→ Aim of the exercise
Turn the lines below into a numbered list, leaving out any blank lines.

begin Records supplied

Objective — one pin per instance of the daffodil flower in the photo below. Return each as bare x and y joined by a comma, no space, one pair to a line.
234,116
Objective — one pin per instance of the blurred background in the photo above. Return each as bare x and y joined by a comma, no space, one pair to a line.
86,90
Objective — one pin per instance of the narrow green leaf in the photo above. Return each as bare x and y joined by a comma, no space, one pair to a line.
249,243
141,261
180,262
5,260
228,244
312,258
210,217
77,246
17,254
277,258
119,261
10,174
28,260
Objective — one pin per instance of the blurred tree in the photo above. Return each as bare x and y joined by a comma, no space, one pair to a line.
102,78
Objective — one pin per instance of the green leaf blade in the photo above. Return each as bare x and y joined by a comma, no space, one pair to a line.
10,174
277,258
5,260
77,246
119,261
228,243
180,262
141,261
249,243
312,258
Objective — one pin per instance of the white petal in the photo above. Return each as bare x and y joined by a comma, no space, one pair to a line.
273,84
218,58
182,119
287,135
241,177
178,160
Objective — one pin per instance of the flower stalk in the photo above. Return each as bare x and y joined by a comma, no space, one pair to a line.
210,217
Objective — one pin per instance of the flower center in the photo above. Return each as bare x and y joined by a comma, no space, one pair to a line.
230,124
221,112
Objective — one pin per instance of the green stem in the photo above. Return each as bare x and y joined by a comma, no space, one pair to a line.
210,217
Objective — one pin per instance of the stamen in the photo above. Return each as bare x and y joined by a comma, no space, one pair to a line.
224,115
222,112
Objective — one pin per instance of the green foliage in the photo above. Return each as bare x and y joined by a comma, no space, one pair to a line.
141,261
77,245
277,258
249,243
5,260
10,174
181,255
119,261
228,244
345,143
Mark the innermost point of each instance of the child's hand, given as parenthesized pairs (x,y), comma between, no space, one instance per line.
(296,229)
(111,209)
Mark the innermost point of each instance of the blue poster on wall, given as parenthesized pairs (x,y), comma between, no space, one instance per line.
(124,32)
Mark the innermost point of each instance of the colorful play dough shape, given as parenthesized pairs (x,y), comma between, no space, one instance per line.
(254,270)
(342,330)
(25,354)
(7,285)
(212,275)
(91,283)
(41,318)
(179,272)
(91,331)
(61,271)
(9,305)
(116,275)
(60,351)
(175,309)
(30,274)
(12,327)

end Records supplied

→ Full output
1. Objective — one pin per instance of the daffodil flower in the photo below. Return each as bare x and y joined by a comma, no space, one pair to a line.
2. 234,116
3. Objective — one pin per instance of the blurred background in the photo above. Return each as bare x and y joined by a comma, no space, one pair to a line.
4. 86,90
5. Objective — one pin per instance of the narrow green leaf in the photo above. Return each as bare x and y joined by a comma, no space, one pair to a line.
6. 249,243
7. 141,261
8. 180,262
9. 5,260
10. 228,244
11. 312,258
12. 210,217
13. 77,246
14. 17,254
15. 277,258
16. 119,261
17. 10,174
18. 28,260
19. Objective — one pin per instance of the blurred tree in the photo above. Return each as bare x and y joined by a comma, no space, one pair to a line.
20. 102,78
21. Objective — one pin per instance of the green leaf blade in the photo above. Return each as bare x and y joined by a comma, no space, one pair to a line.
22. 10,174
23. 277,258
24. 5,260
25. 77,246
26. 119,261
27. 228,243
28. 180,262
29. 141,261
30. 249,243
31. 312,258
32. Objective — one pin per instance of the white petal in the photo above. Return each as bare x and y joined by a comma, no space, one pair to a line.
33. 273,84
34. 218,58
35. 182,119
36. 287,135
37. 241,177
38. 178,160
39. Objective — one pin per instance of the flower stalk in the photo above. Return each as bare x and y joined by a comma, no space, one pair to a line.
40. 210,217
41. Objective — one pin per instance of the flower center in the photo above. Return each as bare x and y joined by a comma, no space, one pair to a line.
42. 230,124
43. 221,112
44. Objective — one pin per instance of the green stem in the photo above. Return each as bare x and y joined by a comma, no space, one pair to a line.
45. 210,217
46. Objective — one pin per instance of the stamen in the photo above. Return each as bare x and y joined by a comma, no space, one pair to a line.
47. 224,115
48. 222,112
49. Objective — one pin per instance of the green foliage in the photo above. Return each as bare x and y joined by a comma, no space, one pair to a line.
50. 141,261
51. 77,245
52. 277,258
53. 249,243
54. 5,260
55. 10,174
56. 181,255
57. 119,261
58. 228,244
59. 345,143
60. Mark the innermost point of each instance of the child's hand, given as parenthesized pairs (x,y), comma between, no space, one instance per line.
61. (296,229)
62. (111,209)
63. Mark the innermost point of each instance of the blue poster on wall, given as parenthesized pairs (x,y), comma between, no space, one instance per line.
64. (124,32)
65. Mark the innermost point of each instance of the colorful play dough shape, given as parenthesized pairs (x,y), comma between, no space, one instance per line.
66. (254,270)
67. (342,330)
68. (25,354)
69. (7,285)
70. (212,275)
71. (91,283)
72. (41,318)
73. (179,272)
74. (91,331)
75. (61,271)
76. (9,305)
77. (116,275)
78. (60,351)
79. (175,309)
80. (30,274)
81. (12,327)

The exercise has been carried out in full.